++++ Datenzeilen

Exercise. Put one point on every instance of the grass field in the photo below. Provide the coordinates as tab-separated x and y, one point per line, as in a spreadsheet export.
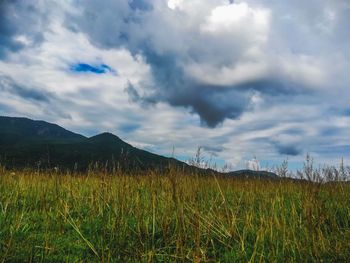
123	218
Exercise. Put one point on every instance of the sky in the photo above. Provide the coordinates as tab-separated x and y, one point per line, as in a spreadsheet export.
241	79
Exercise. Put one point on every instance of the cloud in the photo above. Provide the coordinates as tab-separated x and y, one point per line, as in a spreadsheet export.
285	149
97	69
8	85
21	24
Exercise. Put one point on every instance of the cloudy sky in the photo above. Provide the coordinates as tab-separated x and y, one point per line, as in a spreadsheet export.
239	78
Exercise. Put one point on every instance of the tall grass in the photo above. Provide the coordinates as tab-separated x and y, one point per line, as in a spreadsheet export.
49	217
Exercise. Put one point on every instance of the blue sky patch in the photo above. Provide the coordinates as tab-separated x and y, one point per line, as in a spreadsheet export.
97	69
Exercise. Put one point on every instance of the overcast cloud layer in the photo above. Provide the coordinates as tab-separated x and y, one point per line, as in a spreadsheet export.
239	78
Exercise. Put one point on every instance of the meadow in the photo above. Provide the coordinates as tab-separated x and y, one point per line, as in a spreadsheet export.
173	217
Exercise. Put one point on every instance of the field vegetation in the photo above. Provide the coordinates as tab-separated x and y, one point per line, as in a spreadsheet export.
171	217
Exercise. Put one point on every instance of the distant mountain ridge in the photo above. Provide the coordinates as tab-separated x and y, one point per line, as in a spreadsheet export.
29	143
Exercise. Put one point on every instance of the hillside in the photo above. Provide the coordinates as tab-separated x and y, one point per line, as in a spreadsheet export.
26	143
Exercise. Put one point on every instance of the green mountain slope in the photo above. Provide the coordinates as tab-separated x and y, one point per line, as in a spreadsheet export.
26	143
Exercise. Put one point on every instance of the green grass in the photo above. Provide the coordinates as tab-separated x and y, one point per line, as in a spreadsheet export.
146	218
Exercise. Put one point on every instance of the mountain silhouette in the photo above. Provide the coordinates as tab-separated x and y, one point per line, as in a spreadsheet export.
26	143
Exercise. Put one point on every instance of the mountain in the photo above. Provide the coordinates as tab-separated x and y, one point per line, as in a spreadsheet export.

++++++++

— Deine Aufgabe —
Wiederhole Wort für Wort die Zeilen aus den Daten oben, beginnend mit der Zeile, die „the mountain silhouette“ enthält, und weiter bis einschließlich der letzten Zeile der Daten.

— Lösung —
Exercise. Put one point on every instance of the mountain silhouette in the photo above. Provide the coordinates as tab-separated x and y, one point per line, as in a spreadsheet export.
26	143
Exercise. Put one point on every instance of the mountain in the photo above. Provide the coordinates as tab-separated x and y, one point per line, as in a spreadsheet export.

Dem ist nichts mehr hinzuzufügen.